— Start of Extracted material —

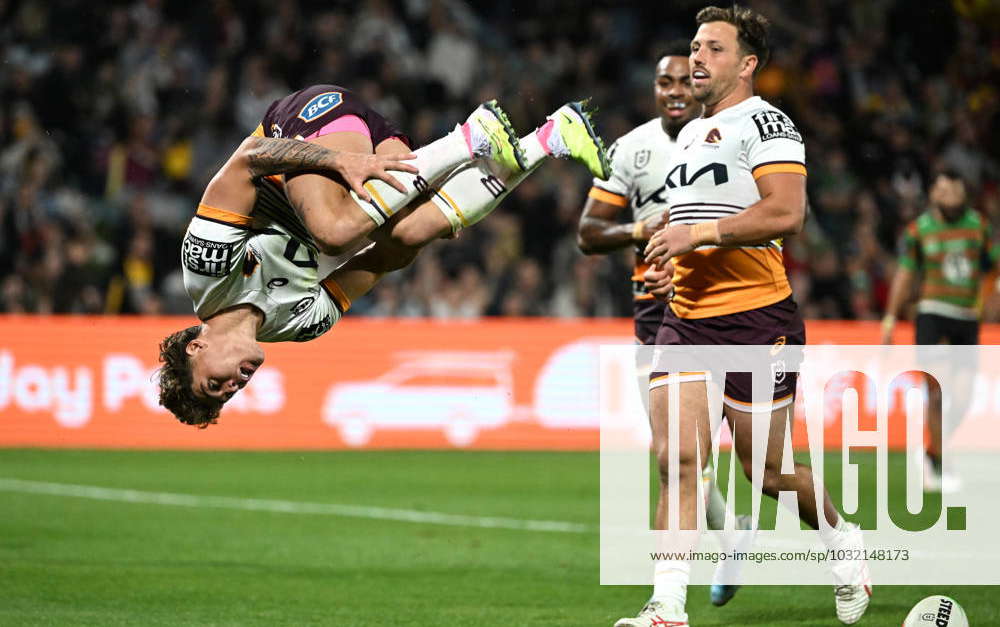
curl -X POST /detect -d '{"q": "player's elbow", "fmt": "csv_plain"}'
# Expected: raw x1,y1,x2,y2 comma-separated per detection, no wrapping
226,135,260,172
576,229,599,255
774,202,806,237
781,211,806,237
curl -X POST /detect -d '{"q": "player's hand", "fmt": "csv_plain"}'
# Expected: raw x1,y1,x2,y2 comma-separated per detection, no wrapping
645,224,697,265
333,152,418,201
641,212,667,242
642,261,674,302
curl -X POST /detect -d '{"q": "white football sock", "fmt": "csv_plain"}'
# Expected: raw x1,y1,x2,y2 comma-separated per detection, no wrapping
431,132,548,233
701,466,726,529
653,560,691,610
819,514,851,549
351,124,472,226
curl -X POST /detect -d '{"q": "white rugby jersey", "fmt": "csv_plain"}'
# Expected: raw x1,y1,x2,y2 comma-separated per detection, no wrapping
588,117,676,300
666,96,806,318
181,204,358,342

— End of Extracted material —

| Task statement |
Scale the records above by 0.55 and write all their lines out again, requests included. Multiply every bounding-box coordinate in the answers by 0.55 and round to whole numbers, with halves rounding up, leave the requests and their format samples unchanged, and omit the pictures.

| Full response |
curl -X POST /detect -d '{"q": "player's elbow", "fmt": "csv_plain"}'
# Expected: raw x1,y1,x2,y2 comma-separated per detection, no wrapping
124,74,143,95
317,126,329,140
426,111,443,130
430,116,443,130
curl -X POST /detect -d '{"q": "player's hand", "fmt": "csv_plain"}'
# Expected: raw x1,y1,x2,y2 comma-separated per detection, no wrapping
355,123,383,146
183,84,230,111
353,117,367,133
353,144,371,166
curl -X POST /detect -d '{"q": "white football sock", "fmt": "csv_plain"}'
# Expected: raw x1,y1,x2,y2 comma-separated per detection, no wrapping
237,73,301,128
386,256,399,291
359,308,380,336
450,283,468,302
193,68,260,124
curl -X POST /detect -d '{"q": "white rugby jersey", "fmt": "csv_plain"}'
# Expected: raw x1,y1,x2,y2 comma-separated per detection, no wrapping
323,64,372,165
366,53,443,175
100,112,197,188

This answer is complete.